» **Page**
I. Les nomades cohabitent avec les sédentaires
Des tribus, qu'elles soient arabes (Beni Hillel...) ou Turques (Seldjoukides...) nomadisent sur de vastes territoires et sont en contact constants avec les sédentaires. Des mécanismes font passer d'un état à l'autre : d'après Lawrence d'Arabie, des cultivateurs de la frontière du Yemen sont peu à peu refoulées par d'autres, plus fort, contraints de s'installer sur des terres moins fertiles, et commencent à pratiquer un semi-nomadisme, puis sont à nouveau refoulés vers des terres ne permettant que le nomadisme. A l'inverse, dans le Maghreb, ce sont les nomades les plus faibles qui sont peu à peu refoulés vers les terres et contraints de se sédentariser. L'état de nomade a une image très positive.
II. Esclavages
Elles ont besoin d'un afflux constant d'esclaves. Comme dans le monde antique, plus profondément même, les esclaves interviennent à de nombreux niveaux de la vie sociale et économique : on en trouve dans les cultures d'exportation, les mines, mais aussi dans l'artisanat, les familles (comme concubines) et l'armée (Mamelouks). Les esclaves ont différents statuts et différents traitements suivant leur origine (turc, caucasien, européen, africain), leur emploi (eunuque...) et leur religion : non-musulman / converti de fraîche date / musulman. L'état d'esclave n'est pas une fatalité : les affranchissements sont toujours possibles - pour les musulmans, de même que le rachat pour les Européens restés chrétiens.
III. Communautés
Les hommes libres sont répartis en communautés, suivant leur ethnie et leur lignage (tribu). Suivant leur ethnie et leur religion, ils obéissent à différentes lois : tribales ou religieuses. Les lois religieuses sont différentes suivant que les gens sont musulmans chafféites, malékites, hanbalites, ou hanafies. Les minorités tolérées (dhimmis), chrétiens, juifs et zoroastriens mènent une existence à part, parfois spécialisés dans des domaines d'activités précis (commerce méditéranéen...).

» **Énoncé a**
Dans les entrées, de la ligne contenant « of the floor » jusqu'à la ligne contenant « pixel 358 219 » incluse, remplacez « cabinet drawer » par « dresser drawer ». Recopiez ces lignes sans rien modifier d'autre.

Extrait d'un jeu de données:
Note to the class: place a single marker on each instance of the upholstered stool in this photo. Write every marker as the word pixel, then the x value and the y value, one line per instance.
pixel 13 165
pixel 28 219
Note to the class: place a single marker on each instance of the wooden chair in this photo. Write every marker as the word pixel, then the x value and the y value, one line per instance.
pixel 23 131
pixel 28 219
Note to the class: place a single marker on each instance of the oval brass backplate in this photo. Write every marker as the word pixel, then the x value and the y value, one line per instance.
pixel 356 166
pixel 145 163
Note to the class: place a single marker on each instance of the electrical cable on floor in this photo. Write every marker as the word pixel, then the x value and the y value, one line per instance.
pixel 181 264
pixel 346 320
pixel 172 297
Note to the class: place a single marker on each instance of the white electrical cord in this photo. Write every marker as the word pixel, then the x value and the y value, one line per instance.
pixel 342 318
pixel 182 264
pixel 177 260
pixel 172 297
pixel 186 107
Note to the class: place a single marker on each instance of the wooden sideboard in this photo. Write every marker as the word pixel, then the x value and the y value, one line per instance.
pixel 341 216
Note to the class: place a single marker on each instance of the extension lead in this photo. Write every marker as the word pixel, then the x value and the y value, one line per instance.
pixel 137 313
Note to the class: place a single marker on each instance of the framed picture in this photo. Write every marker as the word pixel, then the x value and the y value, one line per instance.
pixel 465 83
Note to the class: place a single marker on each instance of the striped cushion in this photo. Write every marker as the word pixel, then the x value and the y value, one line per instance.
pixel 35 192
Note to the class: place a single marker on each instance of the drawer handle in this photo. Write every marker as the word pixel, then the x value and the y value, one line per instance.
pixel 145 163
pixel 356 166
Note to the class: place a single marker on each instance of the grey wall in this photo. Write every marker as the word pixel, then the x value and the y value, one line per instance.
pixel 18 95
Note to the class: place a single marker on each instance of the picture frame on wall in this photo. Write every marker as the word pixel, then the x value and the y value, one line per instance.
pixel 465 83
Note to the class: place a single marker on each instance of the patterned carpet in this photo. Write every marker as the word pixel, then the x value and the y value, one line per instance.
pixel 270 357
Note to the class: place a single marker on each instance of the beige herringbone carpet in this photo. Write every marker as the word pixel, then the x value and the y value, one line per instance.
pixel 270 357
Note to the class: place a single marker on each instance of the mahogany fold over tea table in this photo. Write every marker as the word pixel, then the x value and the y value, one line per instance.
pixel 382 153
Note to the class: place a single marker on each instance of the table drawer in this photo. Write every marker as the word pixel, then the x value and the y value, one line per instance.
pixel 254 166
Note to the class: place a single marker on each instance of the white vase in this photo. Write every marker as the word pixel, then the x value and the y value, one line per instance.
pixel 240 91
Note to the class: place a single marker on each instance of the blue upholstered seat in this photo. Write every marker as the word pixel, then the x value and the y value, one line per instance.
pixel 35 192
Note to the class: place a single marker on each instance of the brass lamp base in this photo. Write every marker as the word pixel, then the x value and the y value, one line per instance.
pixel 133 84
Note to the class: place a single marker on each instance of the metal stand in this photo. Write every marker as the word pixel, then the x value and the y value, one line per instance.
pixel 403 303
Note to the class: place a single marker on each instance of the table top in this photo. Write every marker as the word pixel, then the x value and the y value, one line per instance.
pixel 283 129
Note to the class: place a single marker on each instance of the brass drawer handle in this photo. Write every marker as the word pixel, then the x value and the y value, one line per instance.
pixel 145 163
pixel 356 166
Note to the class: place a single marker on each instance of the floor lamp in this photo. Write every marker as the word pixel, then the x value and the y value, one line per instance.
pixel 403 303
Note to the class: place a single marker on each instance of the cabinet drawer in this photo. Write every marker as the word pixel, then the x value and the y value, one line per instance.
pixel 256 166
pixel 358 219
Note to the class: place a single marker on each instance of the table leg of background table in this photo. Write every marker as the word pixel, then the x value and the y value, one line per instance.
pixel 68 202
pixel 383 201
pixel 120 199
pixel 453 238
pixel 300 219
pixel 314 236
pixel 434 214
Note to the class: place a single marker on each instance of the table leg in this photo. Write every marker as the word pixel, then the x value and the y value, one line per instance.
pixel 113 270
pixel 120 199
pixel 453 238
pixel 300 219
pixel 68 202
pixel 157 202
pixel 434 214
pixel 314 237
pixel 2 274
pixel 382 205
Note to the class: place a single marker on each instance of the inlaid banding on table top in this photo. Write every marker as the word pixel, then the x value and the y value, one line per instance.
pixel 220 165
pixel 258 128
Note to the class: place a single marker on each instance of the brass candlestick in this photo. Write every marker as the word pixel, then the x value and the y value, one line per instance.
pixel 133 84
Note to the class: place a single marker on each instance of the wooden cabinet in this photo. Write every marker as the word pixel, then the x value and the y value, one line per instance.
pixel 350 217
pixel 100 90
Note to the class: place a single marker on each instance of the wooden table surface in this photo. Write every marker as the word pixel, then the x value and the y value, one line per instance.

» **Énoncé b**
Rédigez la suite du texte sur les nomades, l'esclavage et les communautés, à partir de l'endroit où il s'arrête.

» **Résultat a**
Note to the class: place a single marker on each instance of the floor lamp in this photo. Write every marker as the word pixel, then the x value and the y value, one line per instance.
pixel 403 303
Note to the class: place a single marker on each instance of the dresser drawer in this photo. Write every marker as the word pixel, then the x value and the y value, one line per instance.
pixel 256 166
pixel 358 219

» **Résultat b**
Dans les villes, les différentes communautés vivent dans des quartiers séparés. Je sais qu'à Alger, ces quartiers étaient fermés la nuit par des portes (en particulier, les almées - prostituées de luxe - possédaient les clés pour se déplacer). En était-il de même dans les autres villes ?
Fait à signaler : l'"aristocratie" (si on peut dire qu'il en existe une) vit en ville, en gérant de loin ses domaines campagnards (contrairement à la noblesse européenne).
IV. Religion
La religion est étroitement liée au droit : les études religieuses peuvent donc déboucher sur des postes dans l'administration. Il peut également arriver que certaines personnes - homme ou femme -, touchées par le mysticisme, abandonnent tout pour vivre en vagabond soufi, ou rejoigne des ordres monastiques (derviches).
V. Gouvernement
Le gouvernement est assuré par le calife ou le sultan, qui jouit, théoriquement, d'un pouvoir absolu. Il nomme des gouverneurs et des commandants (émirs) dans les villes, pour les différents groupes de combattants. A priori, aucune de ces charge n'est héréditaire.
VI. Armée
L'armée a toujours pour noyau un groupe de Mamelouks. Ils sont complétés par des troupes issues des tribus nomades. Les paysans (fellah) ne sont jamais mis à contributions.
Voilà, n'hésitez pas à signaler les erreurs ou à compléter !
Florian:
Pour ce qui concerne le premier point, la cohabitation entre nomadisme et sédentarité, on peut je pense aller plus loin et dire que l'Islam est fondamentalement une religion de nomades.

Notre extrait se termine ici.